[PASSAGE FOR REVIEW]
A few quick insights can be gained by checking out England’s National Health Service, a publicly funded operation. The British Consulate in Boston hosted a session last week featuring NHS Director Tim Kelsey and the UK Consulate General in Boston Susie Kitchens.
A drawing of letters and teaming up to create words was the opening exercise. Our group had “i LORE”……….which we defined as a chance to tell stories on the internet. Stories being the most simple and basic way to transmit information across generations of community memory.
The animated hour long discussion touched on something old and some things new. Old were the Treasury Tags, a 19th Century relic from Her Majesty’s Stationary Office which are still holding together patient files. UK healthcare bought enough tags in 2012 to reach from London to the Hubbard Telescope and back if they were laid end to end. New is the work being done so all patients will have access to all their records in a wiki like structure that they can view and comment upon by mid 2016.

[Records for grounding objects in natural language]
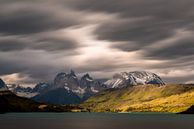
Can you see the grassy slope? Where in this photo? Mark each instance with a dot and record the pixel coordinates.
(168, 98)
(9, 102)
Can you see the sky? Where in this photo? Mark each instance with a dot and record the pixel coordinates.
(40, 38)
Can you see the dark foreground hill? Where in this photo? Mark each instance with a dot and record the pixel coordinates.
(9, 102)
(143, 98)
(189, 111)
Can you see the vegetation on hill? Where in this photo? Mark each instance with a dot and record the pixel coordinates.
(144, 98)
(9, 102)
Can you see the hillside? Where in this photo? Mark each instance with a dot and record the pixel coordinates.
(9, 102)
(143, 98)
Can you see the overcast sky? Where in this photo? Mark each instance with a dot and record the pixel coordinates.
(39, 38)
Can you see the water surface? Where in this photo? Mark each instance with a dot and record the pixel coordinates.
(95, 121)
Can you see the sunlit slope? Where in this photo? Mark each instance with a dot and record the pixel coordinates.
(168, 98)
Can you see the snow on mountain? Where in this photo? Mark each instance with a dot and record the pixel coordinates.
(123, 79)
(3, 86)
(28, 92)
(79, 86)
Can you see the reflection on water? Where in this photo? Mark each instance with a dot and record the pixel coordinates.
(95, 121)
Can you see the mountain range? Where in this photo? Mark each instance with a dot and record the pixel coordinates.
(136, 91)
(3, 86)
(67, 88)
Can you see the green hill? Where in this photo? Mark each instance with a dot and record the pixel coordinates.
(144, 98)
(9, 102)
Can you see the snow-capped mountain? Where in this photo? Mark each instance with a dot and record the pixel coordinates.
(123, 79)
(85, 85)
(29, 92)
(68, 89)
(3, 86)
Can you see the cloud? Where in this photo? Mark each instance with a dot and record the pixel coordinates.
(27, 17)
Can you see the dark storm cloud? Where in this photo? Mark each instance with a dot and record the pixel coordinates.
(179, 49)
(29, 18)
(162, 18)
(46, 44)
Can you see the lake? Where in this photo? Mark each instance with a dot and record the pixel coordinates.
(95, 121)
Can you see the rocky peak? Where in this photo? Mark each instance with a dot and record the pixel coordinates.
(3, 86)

[EXPLORE THE MATERIAL]
1 > Rewrite the paragraph of the NHS session text that begins "A drawing of letters" as a short bulleted list that keeps its main facts.
2 > Carry on the NHS session text, starting after its final sentence.

[OUTPUTS BY TASK]
1 >
- The session opened with an exercise in which participants drew letters and teamed up to make words.
- The group's word was "i LORE," defined as a chance to tell stories on the internet.
- Stories were called the simplest, most basic way to pass information across generations of community memory.

2 >
While doctors like their paper. Clinical trials need change. Tim stated that “it is all about money and culture.” Changes need to be made at the same time. “Shared values and urgency” take the lead as Dementia becomes a world wide focal point. Dementia today is where cancer was in the 70’s (the “c” word, hushed behind closed doors). As this disease grows more prevalent, more non-pharmacologocical work needs to be done. Ireland was cited as an example of community based healthcare with remote physician access into homes facilitated by technology, which for the patient, means a home setting rather than a trek into a physicians office. A true sharing of patient experiences and information via both paperNpixels™
Here in the US, Dr. John Zeisel, President and co-founder of the I’m Still Here Foundation and Hearthstone Alzheimer Care Ltd. is the leading proponent of healthcare change when it comes to Alzheimer’s. He wrote the book I’m Still Here, a revolutionary new approach to Alzheimer’s care focusing on keeping patients connected. His excellent exploration created a forum for patients and caregivers living with Alzheimer’s. John was in the audience and indeed, he was the person who asked Tim Kelsey about dementia and non-pharmacologocical interventions, touching off a spirited conversation.